OBJECTIVES:
• a. Reproduce the part of the elephant and farm management text starting at "The development of" and ending at "developers (McCown 2002).".
• b. Summarize the elephant and farm management text in two sentences.

Elephants do impact on trees, but under certain circumstances and relative to certain management objectives, high densities can also produce “good” outcomes, such as creation of additional types of habitat via the disturbance they produce. Moreover, the values held by humans about elephants are widely divergent, from the view that they should be hunted for community profit, to the belief elephants are sacrosanct (Scholes and Mennell 2008).

Hence the “elephant management issue” resides firmly in the complex domain of Fig. 1, not only because of varying social and economic values, but because the biophysical outcomes themselves depend not only on the elephant density, but also on the particular soil type, vegetation characteristics, rainfall, surface distribution of drinking water, and the amount and type of fire which occurs in each vegetation type. A large and complicated research program aimed at characterizing each of these biophysical combinations may help us to eventually predict which outcome is likely to occur at each locality at a certain time, but may equally take us on the journey to position 3 of Fig. 2.

All the various interest groups in South Africa have been brought together in a well-structured initiative, at the end of which the South African government was able to publish widely acceptable guidelines for elephant management, drawing also on the scientific evidence (Scholes and Mennell 2008). There are a plethora of circumstances to consider in different places, but in the Kruger Park, the requisite simplicity to help direct the thinking is based on its fundamental mandate, i.e., to maintain biodiversity in all its facets (Du Toit et al. 2003). A range of differing vegetation structures, which may also vary over time, is a useful surrogate for heterogeneity (variation over space), which in turn is considered a surrogate for biodiversity. Management of the park increasingly involves setting and monitoring thresholds for this variation, including bush thickening and loss of tall trees. These thresholds guide decisions as to any intervention and are themselves open to revision as knowledge is gained from new research and practical experience.

Decision Support Models in Agriculture

The development of scores of Decision Support System models (DSSs) over the last two decades, particularly in the agricultural sciences, represents the most concerted effort to bridge the gap between the knowable and known domains. Implicit in the DSS is that cause and effect are fundamentally resolvable, and therefore management decisions can lead to a predictable consequence, or at least a probability distribution subject to the vagaries of climate. Although DSS was developed to simplify the task of management, the lack of demand for these models by farmers has puzzled the model developers (McCown 2002).

Farm managers know that it is much harder to get the whole farm business to work satisfactorily than it is to do one part, aided by a DSS, extremely well. Clearly, managing a production system for profit resided in the complex domain of Fig. 1, whereas the DSS was operating in the knowable domain of one or more of the sub-systems which were amenable. Moreover, the relationship between more information and improved decision making is not proportional, there is a critical amount of information which is helpful for a farm manager, but after some point more information becomes unnecessary or confusing (Hayman 2004), much like the journey to destination 3 of Fig. 2.

[Entries from a point annotation set]
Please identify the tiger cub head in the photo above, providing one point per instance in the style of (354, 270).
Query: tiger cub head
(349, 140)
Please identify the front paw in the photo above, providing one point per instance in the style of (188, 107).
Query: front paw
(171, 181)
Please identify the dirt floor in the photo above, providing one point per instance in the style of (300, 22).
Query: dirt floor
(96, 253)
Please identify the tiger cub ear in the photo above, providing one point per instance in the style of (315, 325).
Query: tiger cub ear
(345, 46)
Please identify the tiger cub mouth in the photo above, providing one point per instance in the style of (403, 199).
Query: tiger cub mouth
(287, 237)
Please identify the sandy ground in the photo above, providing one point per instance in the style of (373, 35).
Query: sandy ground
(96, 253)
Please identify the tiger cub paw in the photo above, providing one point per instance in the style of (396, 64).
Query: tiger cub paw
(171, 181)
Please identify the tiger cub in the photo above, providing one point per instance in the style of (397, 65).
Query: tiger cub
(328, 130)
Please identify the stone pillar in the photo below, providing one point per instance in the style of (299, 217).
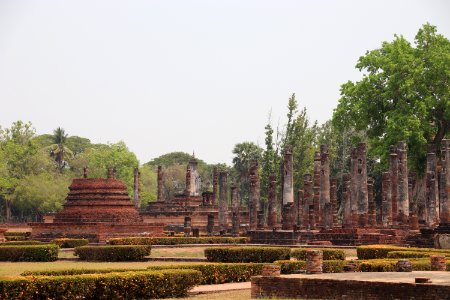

THE SOLUTIONS:
• a.
The development of scores of Decision Support System models (DSSs) over the last two decades, particularly in the agricultural sciences, represents the most concerted effort to bridge the gap between the knowable and known domains. Implicit in the DSS is that cause and effect are fundamentally resolvable, and therefore management decisions can lead to a predictable consequence, or at least a probability distribution subject to the vagaries of climate. Although DSS was developed to simplify the task of management, the lack of demand for these models by farmers has puzzled the model developers (McCown 2002).

• b. Elephant management is a complex problem because human values about elephants diverge widely and their effects on trees depend on many biophysical factors, so Kruger Park sets and monitors revisable thresholds for variation in vegetation structure as an indirect measure of biodiversity. Agricultural Decision Support System models assume cause and effect can be resolved, yet farmers have shown little demand for them, and running a whole farm for profit lies in the complex domain while the models work within knowable sub-systems.